== ESERCIZIO ==
Nel testo su settembre a Gianico, qui sotto, l'allegrezza è detta «anche un motivo malinconico». Spiega per quale motivo, secondo il testo.

1° settembre. I giorni che in estate si tende a confondere, perdendo la cognizione del tempo e
riafferrandola di tanto in tanto, si fanno improvvisamente chiari e precisi. Dalle finestre ancora aperte entra il suono delle campanine e allora realizzi che è arrivato, è arrivato settembre a Gianico.
La tradizione vuole che dal 1 all’8 settembre sia possibile salire sul campanile del Santuario della Madonnina per suonare l’allegrezza. Una melodia allegra, che risveglia il paese intero e lo scuote per la festa, in stand-by da qualche anno a causa della pandemia. L’allegrezza, contrariamente a quanto si potrebbe pensare, è anche un motivo malinconico. Un batacchio che ricorda l’incessante scorrere del tempo, il suono delle cose che finiscono, dell’autunno che si avvicina.

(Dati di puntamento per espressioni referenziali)

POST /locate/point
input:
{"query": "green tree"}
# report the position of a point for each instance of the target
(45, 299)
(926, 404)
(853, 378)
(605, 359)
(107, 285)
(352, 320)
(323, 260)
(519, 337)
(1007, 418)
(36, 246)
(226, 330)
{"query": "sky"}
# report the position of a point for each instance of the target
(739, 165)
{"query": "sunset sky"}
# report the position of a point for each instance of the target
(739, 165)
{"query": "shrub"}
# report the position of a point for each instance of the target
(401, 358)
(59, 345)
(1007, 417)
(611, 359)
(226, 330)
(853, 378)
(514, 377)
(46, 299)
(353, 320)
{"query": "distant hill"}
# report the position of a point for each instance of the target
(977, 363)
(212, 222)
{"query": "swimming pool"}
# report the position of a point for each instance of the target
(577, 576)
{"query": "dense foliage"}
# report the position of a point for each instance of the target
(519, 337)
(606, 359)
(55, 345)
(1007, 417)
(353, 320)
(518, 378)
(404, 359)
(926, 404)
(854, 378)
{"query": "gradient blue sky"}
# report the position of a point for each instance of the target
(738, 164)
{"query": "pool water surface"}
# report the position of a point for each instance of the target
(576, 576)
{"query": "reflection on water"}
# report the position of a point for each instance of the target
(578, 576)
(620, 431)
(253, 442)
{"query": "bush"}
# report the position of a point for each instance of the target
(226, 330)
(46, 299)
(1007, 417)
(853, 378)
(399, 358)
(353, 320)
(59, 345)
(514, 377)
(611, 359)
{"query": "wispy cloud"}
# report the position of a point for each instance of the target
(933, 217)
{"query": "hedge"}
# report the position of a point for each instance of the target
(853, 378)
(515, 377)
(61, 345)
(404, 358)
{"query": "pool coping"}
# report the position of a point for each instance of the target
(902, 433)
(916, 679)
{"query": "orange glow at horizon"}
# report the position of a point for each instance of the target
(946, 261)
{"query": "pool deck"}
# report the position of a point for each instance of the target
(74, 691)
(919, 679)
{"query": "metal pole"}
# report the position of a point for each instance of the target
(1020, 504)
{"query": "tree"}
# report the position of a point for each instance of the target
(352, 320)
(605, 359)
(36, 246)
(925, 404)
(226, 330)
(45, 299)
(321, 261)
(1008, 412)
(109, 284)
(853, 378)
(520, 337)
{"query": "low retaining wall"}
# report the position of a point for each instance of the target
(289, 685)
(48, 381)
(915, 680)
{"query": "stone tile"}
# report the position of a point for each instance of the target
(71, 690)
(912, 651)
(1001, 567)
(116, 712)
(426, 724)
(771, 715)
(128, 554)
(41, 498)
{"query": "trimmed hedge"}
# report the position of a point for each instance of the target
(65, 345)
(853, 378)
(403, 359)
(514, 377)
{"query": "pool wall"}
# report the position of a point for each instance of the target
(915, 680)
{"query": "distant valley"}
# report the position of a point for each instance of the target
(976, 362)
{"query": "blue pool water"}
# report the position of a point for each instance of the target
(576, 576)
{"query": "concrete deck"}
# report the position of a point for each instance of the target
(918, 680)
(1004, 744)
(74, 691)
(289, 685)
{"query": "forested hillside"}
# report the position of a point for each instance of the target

== RISPOSTA ==
Il suono del batacchio ricorda l'incessante scorrere del tempo. L'allegrezza è il suono delle cose che finiscono e dell'autunno che si avvicina.